- **SELECTION**
::::::::::

Shifting to fixed income, we prefer high-yield credit, including private credit over high-grade credit. This is underpinned by factors such as declining interest rates, robust corporate & bank balance sheets and low systemic risk perceived for credit. A likely revival in credit growth led by private capex may lead to more supply of papers in the space. A tactical opportunity is also available for duration play looking at the elevated term spreads.

In alternatives and hybrids space, we find REITs & InvITs reasonably attractive at this point. Both in the listed as well as unlisted space depending on the risk appetite. A structurally declining interest rate outlook and growing supply of high quality infra and real estate provide investors good choices in this space. Regulatory support and pools of capital coming in the space further support the outlook.

We have been advising clients to diversify their portfolios by investing abroad for the last few years. This becomes increasingly relevant in the current scenario of Indian rupee devaluation.

Are you seeing any shift in client behaviour — from public markets to private assets or from growth to capital-preservation strategies?

We are observing a migration of capital from public markets into private assets, driven primarily by quest for alpha. This migration is a clear indicator of the market's increasing maturity and evolving profile of the investor base.

::::::::::

- **INFORMATION SUPPLIED**
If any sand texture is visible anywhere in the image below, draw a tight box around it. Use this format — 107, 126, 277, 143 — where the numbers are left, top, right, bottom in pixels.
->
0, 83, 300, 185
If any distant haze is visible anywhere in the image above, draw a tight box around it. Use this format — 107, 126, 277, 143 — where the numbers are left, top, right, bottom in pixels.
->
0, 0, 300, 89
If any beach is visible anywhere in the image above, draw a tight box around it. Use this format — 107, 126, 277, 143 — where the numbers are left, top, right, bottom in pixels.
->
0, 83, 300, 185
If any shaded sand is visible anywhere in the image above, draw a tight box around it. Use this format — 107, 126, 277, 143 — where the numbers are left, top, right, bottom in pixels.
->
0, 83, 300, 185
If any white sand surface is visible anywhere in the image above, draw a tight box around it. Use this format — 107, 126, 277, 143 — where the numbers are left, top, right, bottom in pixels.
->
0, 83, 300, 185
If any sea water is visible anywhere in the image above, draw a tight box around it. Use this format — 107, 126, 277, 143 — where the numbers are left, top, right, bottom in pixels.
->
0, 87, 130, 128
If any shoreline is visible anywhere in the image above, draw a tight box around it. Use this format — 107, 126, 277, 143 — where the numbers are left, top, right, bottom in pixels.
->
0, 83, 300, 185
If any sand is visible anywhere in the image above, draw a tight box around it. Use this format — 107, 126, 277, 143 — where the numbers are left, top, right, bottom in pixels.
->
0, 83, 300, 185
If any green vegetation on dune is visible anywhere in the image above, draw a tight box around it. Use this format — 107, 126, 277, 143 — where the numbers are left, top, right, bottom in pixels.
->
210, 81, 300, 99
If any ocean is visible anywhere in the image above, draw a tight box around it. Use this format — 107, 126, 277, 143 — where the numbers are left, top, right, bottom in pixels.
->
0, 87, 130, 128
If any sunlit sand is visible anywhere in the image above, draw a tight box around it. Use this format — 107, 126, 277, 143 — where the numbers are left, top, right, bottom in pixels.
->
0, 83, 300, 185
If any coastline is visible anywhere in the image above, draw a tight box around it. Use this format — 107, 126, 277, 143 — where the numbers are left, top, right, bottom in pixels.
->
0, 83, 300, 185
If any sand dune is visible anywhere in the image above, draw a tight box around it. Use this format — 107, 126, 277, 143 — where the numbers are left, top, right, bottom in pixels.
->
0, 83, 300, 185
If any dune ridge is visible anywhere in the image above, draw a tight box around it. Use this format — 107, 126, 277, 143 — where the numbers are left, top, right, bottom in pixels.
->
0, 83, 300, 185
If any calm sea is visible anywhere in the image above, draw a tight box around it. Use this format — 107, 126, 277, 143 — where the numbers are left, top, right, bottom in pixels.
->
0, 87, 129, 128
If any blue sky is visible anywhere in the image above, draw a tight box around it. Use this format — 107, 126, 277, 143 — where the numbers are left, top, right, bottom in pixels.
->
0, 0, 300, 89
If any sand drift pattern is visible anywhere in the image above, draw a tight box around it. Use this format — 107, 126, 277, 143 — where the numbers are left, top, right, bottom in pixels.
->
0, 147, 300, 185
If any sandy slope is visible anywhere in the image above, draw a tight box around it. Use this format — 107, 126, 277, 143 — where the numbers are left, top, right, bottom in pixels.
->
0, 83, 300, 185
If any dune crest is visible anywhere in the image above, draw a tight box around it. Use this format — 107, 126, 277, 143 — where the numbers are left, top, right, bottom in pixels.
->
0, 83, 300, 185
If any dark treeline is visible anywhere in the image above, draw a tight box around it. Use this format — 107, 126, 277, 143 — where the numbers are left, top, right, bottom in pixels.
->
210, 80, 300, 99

::::::::::

- **TASKS TO CARRY OUT**
1) Echo the investment commentary, starting with "Shifting to fixed" and going on through "support the outlook.".
2) According to the investment commentary, what primarily drives the migration of capital from public markets into private assets?
3) Carry the investment commentary forward from its final sentence.
The listing is not needed for any of this work.

- **TASK-BY-TASK ANSWERS**
1)
Shifting to fixed income, we prefer high-yield credit, including private credit over high-grade credit. This is underpinned by factors such as declining interest rates, robust corporate & bank balance sheets and low systemic risk perceived for credit. A likely revival in credit growth led by private capex may lead to more supply of papers in the space. A tactical opportunity is also available for duration play looking at the elevated term spreads.

In alternatives and hybrids space, we find REITs & InvITs reasonably attractive at this point. Both in the listed as well as unlisted space depending on the risk appetite. A structurally declining interest rate outlook and growing supply of high quality infra and real estate provide investors good choices in this space. Regulatory support and pools of capital coming in the space further support the outlook.

2) A quest for alpha.

3)
As wealth levels rise and the next generation of entrepreneurs assumes control of family wealth, there is an increased propensity and willingness to take incremental, calculated risks in pursuit of outsized returns. Given the elevated valuations observed in listed equity markets, private assets offer compelling, alpha-generating opportunities that exhibit low correlation with traditional asset classes, enhancing overall portfolio diversification.

JM Financial has a strong franchise in private equity, private credit and structured products. How big a role do alternatives play in client portfolios today compared to three years ago?

Compared to the environment few years ago, we now face pronounced trade uncertainty, earnings momentum is yet to pick up and private sector is largely deferring significant capital. In such a macroeconomic environment, generating consistent alpha within traditional, liquid listed markets becomes increasingly difficult due to limited tailwinds and elevated volatility.

Consequently, our investors are increasingly diversifying their portfolios into alternative assets. Allocations to private equity, private credit, and structured products such as MLDs, etc. are being looked at as effective strategies for low correlated alpha generation. With declining return expectations from public equity markets, alpha seeking investors are looking at private equity across stages and allocations are generally going up.

In the private credit sphere, with the constructive outlook mentioned before, there is a clear shift in risk appetite and we find client evaluating opportunities across the spectrum from performing credits to sectoral and venture credits. Furthermore, convertible instruments are finding lot of interest with primary market timelines getting pushed in some cases. We are looking to play to our strengths in private equity, real estate and structured credit, and offer well thought out products to our clients for risk diversification.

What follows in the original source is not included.